=== TESTO DI STUDIO ===
==================================================

Un’altra risorsa è stata valorizzare la funzione sociale del lavoro svolto. Anche se può sembrare scontato, nella difficoltà di conciliare molti colloqui in poco tempo, avendo a che fare con diversi obblighi e adempimenti, chiedersi quale senso ha il proprio lavoro può passare in secondo piano. Meno spazio occupa questo aspetto, più aumenta il vissuto di adempiere ad obblighi e scadenze senza capirne il senso o la funzione.
Un altro aspetto che ha aiutato a lavorare con queste relazioni è stato rispettare un setting chiaro, per esempio tenere sempre la stessa durata degli incontri, sia per i primi colloqui che per quelli di monitoraggio. Questo ha permesso di organizzare molti colloqui in una giornata senza tempi di attesa, dedicando due o tre incontri alle fasi di valutazione multidimensionale e costruzione del Patto d’Inclusione Sociale. Ha soprattutto permesso di mettere la relazione dentro limiti e risorse chiari, dando al colloquio la funzione di un incontro in cui costruire senso e conoscenza. In questo caso si è lavorato con circa 150 casi assegnati nel corso del 2024.

==================================================

=== COMPLETA QUANTO SEGUE ===
1/ Stabilisci se ciascuna affermazione concorda con il testo di studio e rispondi sì o no, citando le parole del testo che lo decidono. (a) Nel 2024 si è lavorato con circa 150 casi assegnati. (b) La durata degli incontri cambiava tra i primi colloqui e quelli di monitoraggio. (c) Alla valutazione multidimensionale e alla costruzione del Patto d’Inclusione Sociale si dedicavano cinque incontri.
2/ Riassumi il testo di studio in due frasi.
Le voci della raccolta non servono per svolgere queste consegne.

(Voci tratte da una raccolta)
==================================================

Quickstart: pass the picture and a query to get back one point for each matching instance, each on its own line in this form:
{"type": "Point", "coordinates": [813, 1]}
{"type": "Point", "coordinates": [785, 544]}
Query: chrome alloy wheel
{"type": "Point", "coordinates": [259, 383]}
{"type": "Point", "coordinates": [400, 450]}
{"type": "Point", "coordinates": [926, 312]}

==================================================

=== RISULTATI DELLE CONSEGNE ===
1/
(a) Sì: "In questo caso si è lavorato con circa 150 casi assegnati nel corso del 2024."
(b) No: "tenere sempre la stessa durata degli incontri, sia per i primi colloqui che per quelli di monitoraggio"
(c) No: "dedicando due o tre incontri alle fasi di valutazione multidimensionale e costruzione del Patto d’Inclusione Sociale"

2/ Tra le risorse indicate ci sono la valorizzazione della funzione sociale del lavoro, che tra molti colloqui, obblighi e adempimenti rischia di passare in secondo piano, e il rispetto di un setting chiaro, per esempio con una durata degli incontri sempre uguale. Questo ha permesso di organizzare molti colloqui in una giornata senza tempi di attesa e di dare al colloquio la funzione di un incontro in cui costruire senso e conoscenza, lavorando con circa 150 casi nel corso del 2024.